_Challenge_
Please print the part of the ventilation thread starting with "Now I'm down" and going on through "isnt a problem.", word for word.

# proper ventalation



## old timer 4311 (Sep 6, 2012)

Hey guys,

After taking a 5 year break I'm getting back into growing my own stash. Previously had a 4x4 hydro setup in college with air cooled hps. 

Now I'm down sizing. I built a 2x1x4 (LxWxH) plywood box. I have it setup to run max 12 23w CFLs. 

I cant seem to keep the temps down using my current setup and not sure if i'll ever be able too. 

I have one of those 6" booster fans from the box store going into my carbon filter. I have (4) 1" passive intakes in the bottom of the box. It just isnt enough. The outside temp is steady at 71 (basement).

Am i going to have to setup for a vortex or similar centrifugal fan? If so,  will i be able to get away with a 4"? 

If i do up the cfm, i have the room to add additional passive intakes so that isnt a problem. 

Thanks for the help guys, its good to be back.


----------



## nouvellechef (Sep 6, 2012)

-Yes a 4" will do

-Yes get a centrifugal


----------



## Hushpuppy (Sep 6, 2012)

I second that!! Those duct fans are worse than worthless in my opinion, because they don't develop vacume, they won't pull in the fresh air like you need it. Get the 4" centrifugal


----------



## nouvellechef (Sep 6, 2012)

And go down to home depot and get a 6'(smallest there is), R6 bag on insulated duct to wrap that duct in. Be astonished at the sound diff.


----------



## old timer 4311 (Sep 7, 2012)

Thanks guys. Ended up getting a 6" hydro farm which i'll install this weekend. I agree the 4" will get me where i need to be for now but the 6" will be better for the future. Ill see how loud the fan is before bothering with the insulation. The box is in the basement in my workshop so noise isnt a major issue.

_Data lines_

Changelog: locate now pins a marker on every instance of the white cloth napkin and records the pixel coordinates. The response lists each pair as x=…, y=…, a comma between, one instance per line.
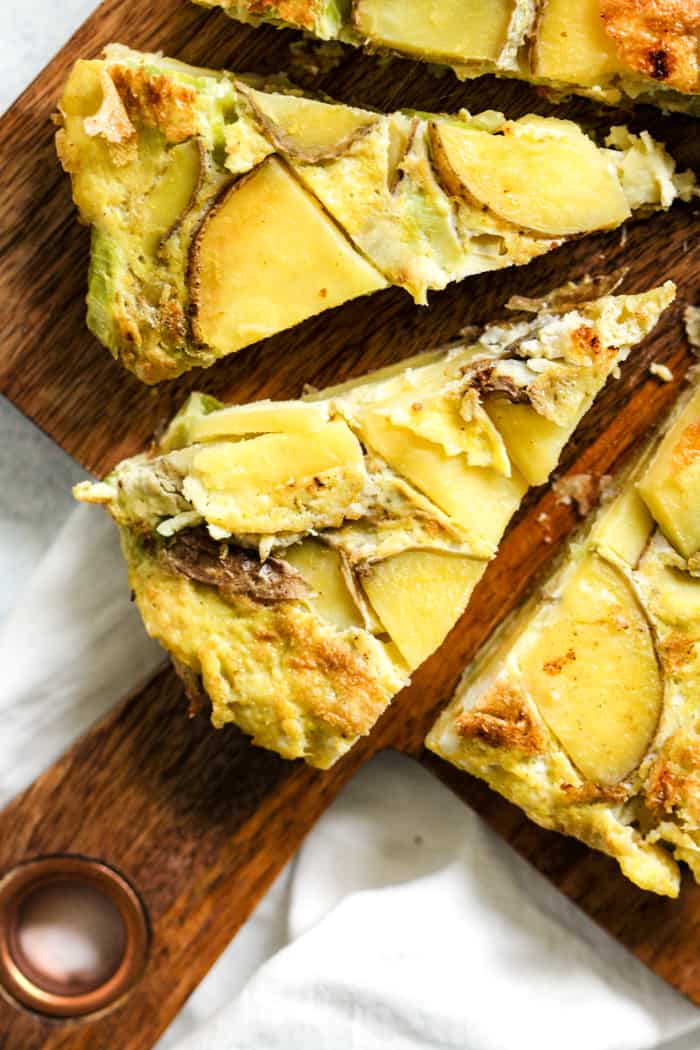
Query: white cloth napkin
x=407, y=923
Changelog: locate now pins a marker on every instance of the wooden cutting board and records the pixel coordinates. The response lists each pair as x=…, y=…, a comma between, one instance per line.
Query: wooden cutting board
x=198, y=820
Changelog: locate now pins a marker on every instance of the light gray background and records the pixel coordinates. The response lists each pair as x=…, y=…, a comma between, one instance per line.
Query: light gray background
x=35, y=475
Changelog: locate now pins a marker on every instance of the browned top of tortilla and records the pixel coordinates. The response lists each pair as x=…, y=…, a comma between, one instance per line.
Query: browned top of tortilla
x=657, y=38
x=505, y=719
x=231, y=569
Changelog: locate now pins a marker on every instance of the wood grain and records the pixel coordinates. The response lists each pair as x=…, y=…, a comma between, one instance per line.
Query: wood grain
x=200, y=821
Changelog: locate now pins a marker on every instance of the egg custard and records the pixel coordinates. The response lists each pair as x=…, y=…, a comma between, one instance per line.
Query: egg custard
x=611, y=50
x=300, y=559
x=223, y=213
x=584, y=708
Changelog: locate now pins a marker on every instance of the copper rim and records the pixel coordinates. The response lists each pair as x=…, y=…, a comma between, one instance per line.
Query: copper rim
x=23, y=880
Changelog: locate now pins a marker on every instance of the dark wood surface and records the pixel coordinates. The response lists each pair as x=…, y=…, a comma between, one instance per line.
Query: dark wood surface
x=200, y=821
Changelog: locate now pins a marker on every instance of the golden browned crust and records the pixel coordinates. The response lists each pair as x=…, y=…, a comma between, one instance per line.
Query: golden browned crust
x=676, y=652
x=657, y=38
x=506, y=719
x=674, y=779
x=557, y=665
x=194, y=691
x=589, y=793
x=156, y=101
x=687, y=448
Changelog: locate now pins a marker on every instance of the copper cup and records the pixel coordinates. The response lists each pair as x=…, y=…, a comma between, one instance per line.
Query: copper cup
x=123, y=922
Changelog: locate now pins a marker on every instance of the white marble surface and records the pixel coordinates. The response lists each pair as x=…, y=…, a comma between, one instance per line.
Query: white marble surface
x=35, y=475
x=388, y=819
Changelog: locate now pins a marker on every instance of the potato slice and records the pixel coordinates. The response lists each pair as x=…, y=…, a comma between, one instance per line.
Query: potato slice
x=623, y=530
x=457, y=30
x=304, y=128
x=419, y=595
x=593, y=673
x=278, y=482
x=258, y=417
x=480, y=500
x=534, y=443
x=571, y=44
x=267, y=257
x=321, y=568
x=542, y=174
x=671, y=484
x=173, y=192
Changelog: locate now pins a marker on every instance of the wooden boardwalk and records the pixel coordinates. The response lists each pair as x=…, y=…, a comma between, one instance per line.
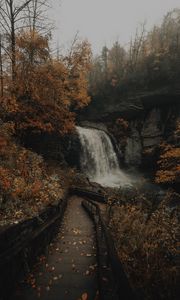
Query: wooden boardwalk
x=69, y=270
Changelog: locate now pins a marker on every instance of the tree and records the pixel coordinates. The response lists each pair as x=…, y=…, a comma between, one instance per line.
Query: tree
x=1, y=68
x=49, y=91
x=10, y=18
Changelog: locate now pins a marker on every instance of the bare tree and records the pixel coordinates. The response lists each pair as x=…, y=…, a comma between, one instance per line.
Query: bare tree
x=135, y=47
x=10, y=18
x=36, y=16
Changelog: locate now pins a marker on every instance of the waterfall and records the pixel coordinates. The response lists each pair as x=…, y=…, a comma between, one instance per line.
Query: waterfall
x=98, y=159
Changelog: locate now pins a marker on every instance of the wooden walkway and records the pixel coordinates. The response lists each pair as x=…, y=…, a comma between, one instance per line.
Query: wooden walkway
x=69, y=270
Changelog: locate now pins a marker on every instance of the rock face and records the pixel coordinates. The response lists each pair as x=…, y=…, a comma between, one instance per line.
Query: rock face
x=147, y=133
x=133, y=148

_Reply_
Now I'm down sizing. I built a 2x1x4 (LxWxH) plywood box. I have it setup to run max 12 23w CFLs. 

I cant seem to keep the temps down using my current setup and not sure if i'll ever be able too. 

I have one of those 6" booster fans from the box store going into my carbon filter. I have (4) 1" passive intakes in the bottom of the box. It just isnt enough. The outside temp is steady at 71 (basement).

Am i going to have to setup for a vortex or similar centrifugal fan? If so,  will i be able to get away with a 4"? 

If i do up the cfm, i have the room to add additional passive intakes so that isnt a problem.